İstenen iş A → Yargıtay kararına göre yazılı delil nasıl bir belge olmalıdır?

Verilen metin →

********

YARGITAY 14. HUKUK DAİRESİ

Tarih: 29.03.2018 Esas: 2015 / 10500 Karar: 2018 / 2493

İnanç Sözleşmesi Yazılı Delil veya Delil Başlangıcı Yoksa İkrar, Yemin Gibi Kesin Delillerle de İspat Edilebilir – Yemin Deliline Dayanılmış ise Davacıya Bu Hakkın Hatırlatılması Gerekir.

Özet:

Davacılar, inanç sözleşmesine dayalı tapu iptali ve tescil; olmazsa tazminat isteminde bulunmuşlardır. İnançlı işlem, kazandırmayı yapan kişiye yani inanana belirli şartlar gerçekleşince, kazandırmanın iadesini isteme hakkı sağlayan bir sözleşmedir. Bu yükümlülüğün yerine getirilmemesi halinde bunun dava yoluyla hükmen yerine getirilmesi istenebilir. İnanç sözleşmesi, ancak yazılı delil veya yazılı delil başlangıcı ile ispatlanabilir. Yazılı delil, tarafların imzalarını taşıyan bir belge olmalıdır. Yazılı delil başlangıcı niteliğinde bir belge varsa inanç sözleşmesi tanık dahil her türlü delille ispat edilebilir. Yazılı delil veya yazılı delil başlangıcı yoksa ikrar, yemin gibi kesin delillerle ispat edilebilir. Davacı yemin deliline dayanmışsa hâkimin, davacıya bu hakkını hatırlatması gerekir. Mahkemece, açıkça yemin deliline dayanmış olan davacıya yemin teklif etme hakkı hatırlatılmaksızın eksik inceleme ile yazılı şekilde karar verilmesi usul ve yasaya aykırıdır. 

Davacılar vekili tarafından, davalı aleyhine 17.07.2013 gününde verilen dilekçe ile inanç sözleşmesine dayalı tapu iptali ve tescil ya da tazminat talebi üzerine yapılan duruşma sonunda; davanın kabulüne dair verilen 29.04.2015 günlü hükmün Yargıtayca incelenmesi davalı vekili tarafından istenilmekle süresinde olduğu anlaşılan temyiz dilekçesinin kabulüne karar verildikten sonra dosya ve içerisindeki bütün kağıtlar incelenerek gereği düşünüldü:

K A R A R

Dava, inanç sözleşmesine dayalı tapu iptali ve tescil ya da tazminat istemine ilişkindir.

Davacılar vekili, davalının müvekkili ….. babası, diğer müvekkili ….. kayınpederi olduğunu, davalı adına kayıtlı 31 ada 20 parselde bulunan 1 no’lu bağımsız bölümün, müvekkili ,,,, ait dükkanın satışından elde edilen para ve düğünde takılan altınlarla satın alındığını, ayrıca dairede müvekkillerinin oturduğunu, her türlü tamir ve tadilat işlerinin müvekkillerince yapıldığını ve masraflarının da onlar tarafından karşılandığını ileri sürerek davalı adına kayıtlı tapunun iptali ile müvekkilleri adına tescilini, olmadığı taktirde dairenin dava tarihindeki rayiç bedelinin davalıdan tahsilini talep etmiştir.

********

İstenen iş B → Kayıtların ilk satırıyla başlayıp "M 239 315 L" içeren satırla biten bölümü, her iki uç da dahil olmak üzere, olduğu gibi yazın.

********

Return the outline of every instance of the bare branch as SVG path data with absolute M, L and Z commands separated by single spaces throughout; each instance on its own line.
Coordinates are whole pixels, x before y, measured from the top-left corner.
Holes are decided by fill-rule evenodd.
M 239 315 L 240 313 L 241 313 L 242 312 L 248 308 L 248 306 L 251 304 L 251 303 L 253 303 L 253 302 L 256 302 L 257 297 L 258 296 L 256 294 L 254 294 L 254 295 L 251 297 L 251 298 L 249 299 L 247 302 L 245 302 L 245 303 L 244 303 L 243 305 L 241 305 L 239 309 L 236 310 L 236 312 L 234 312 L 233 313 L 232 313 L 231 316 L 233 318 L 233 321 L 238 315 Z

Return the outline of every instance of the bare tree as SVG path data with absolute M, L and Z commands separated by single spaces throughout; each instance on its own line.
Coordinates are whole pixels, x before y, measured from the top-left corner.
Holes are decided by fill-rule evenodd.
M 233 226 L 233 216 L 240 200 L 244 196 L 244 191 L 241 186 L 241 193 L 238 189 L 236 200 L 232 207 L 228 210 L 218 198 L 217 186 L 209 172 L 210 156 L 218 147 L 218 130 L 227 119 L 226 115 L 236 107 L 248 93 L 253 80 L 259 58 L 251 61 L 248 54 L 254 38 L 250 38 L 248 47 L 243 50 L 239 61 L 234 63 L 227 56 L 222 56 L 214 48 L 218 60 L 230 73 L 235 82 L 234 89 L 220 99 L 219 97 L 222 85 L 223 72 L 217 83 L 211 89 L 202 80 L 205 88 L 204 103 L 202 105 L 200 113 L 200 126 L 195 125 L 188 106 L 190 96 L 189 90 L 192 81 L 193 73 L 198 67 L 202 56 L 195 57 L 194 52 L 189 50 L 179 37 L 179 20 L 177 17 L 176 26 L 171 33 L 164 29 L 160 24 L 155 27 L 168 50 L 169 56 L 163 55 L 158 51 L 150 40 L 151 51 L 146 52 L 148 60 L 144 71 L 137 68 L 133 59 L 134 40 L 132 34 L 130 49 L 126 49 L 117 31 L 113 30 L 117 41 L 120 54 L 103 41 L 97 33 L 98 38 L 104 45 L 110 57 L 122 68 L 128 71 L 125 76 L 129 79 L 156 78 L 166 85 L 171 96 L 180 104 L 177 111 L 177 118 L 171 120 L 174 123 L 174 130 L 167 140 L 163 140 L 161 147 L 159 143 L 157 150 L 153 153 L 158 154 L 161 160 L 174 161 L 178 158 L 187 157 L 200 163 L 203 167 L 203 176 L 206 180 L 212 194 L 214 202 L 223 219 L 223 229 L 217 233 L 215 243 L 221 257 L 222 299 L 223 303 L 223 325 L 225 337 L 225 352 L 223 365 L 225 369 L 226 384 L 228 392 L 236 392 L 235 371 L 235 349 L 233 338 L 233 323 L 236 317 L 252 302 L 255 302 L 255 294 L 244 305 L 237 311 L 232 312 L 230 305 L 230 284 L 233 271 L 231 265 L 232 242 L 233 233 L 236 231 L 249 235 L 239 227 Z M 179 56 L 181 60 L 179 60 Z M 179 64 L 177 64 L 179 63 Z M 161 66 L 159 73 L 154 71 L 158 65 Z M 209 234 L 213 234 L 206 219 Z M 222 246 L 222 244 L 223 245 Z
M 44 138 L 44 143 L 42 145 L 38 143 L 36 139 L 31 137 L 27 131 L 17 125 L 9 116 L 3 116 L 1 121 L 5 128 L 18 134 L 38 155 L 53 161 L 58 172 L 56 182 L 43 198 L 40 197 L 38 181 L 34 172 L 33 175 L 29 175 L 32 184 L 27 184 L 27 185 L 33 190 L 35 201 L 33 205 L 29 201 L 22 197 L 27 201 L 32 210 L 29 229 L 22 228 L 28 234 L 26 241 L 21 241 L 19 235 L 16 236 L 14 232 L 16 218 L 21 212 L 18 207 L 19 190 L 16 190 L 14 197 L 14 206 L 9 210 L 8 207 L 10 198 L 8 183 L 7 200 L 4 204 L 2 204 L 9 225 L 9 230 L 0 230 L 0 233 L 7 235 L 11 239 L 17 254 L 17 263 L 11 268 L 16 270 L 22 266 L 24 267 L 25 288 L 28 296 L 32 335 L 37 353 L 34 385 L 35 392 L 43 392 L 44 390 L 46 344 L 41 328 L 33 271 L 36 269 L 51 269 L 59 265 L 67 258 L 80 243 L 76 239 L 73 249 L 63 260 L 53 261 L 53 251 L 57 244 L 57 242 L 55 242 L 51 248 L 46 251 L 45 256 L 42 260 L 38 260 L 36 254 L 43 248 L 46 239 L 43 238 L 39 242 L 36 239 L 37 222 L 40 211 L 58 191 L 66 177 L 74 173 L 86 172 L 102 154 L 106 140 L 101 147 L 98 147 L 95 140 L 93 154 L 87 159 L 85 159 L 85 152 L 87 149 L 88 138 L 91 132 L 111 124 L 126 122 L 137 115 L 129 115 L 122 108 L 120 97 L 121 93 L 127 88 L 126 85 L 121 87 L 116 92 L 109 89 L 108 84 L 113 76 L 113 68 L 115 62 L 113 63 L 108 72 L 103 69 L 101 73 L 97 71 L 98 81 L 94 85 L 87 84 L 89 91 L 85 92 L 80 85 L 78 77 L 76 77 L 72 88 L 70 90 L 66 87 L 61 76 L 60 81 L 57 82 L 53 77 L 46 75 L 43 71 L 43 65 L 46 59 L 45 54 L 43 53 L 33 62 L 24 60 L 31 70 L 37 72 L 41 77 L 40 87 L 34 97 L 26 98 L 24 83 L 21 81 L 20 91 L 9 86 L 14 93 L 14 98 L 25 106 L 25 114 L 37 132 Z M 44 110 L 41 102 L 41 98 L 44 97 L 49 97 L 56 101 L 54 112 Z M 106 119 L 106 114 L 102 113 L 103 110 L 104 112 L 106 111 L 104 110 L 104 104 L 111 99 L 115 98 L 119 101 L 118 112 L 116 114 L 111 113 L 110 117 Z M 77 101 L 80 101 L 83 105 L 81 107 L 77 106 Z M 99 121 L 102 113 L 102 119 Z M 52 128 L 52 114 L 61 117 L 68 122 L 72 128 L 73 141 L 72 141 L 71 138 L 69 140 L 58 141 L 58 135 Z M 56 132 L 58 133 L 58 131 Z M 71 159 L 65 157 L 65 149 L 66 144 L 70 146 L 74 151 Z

********

Doğru çıktı A → Tarafların imzalarını taşıyan bir belge olmalıdır.

Doğru çıktı B →
Return the outline of every instance of the bare branch as SVG path data with absolute M, L and Z commands separated by single spaces throughout; each instance on its own line.
Coordinates are whole pixels, x before y, measured from the top-left corner.
Holes are decided by fill-rule evenodd.
M 239 315 L 240 313 L 241 313 L 242 312 L 248 308 L 248 306 L 251 304 L 251 303 L 253 303 L 253 302 L 256 302 L 257 297 L 258 296 L 256 294 L 254 294 L 254 295 L 251 297 L 251 298 L 249 299 L 247 302 L 245 302 L 245 303 L 244 303 L 243 305 L 241 305 L 239 309 L 236 310 L 236 312 L 234 312 L 233 313 L 232 313 L 231 316 L 233 318 L 233 321 L 238 315 Z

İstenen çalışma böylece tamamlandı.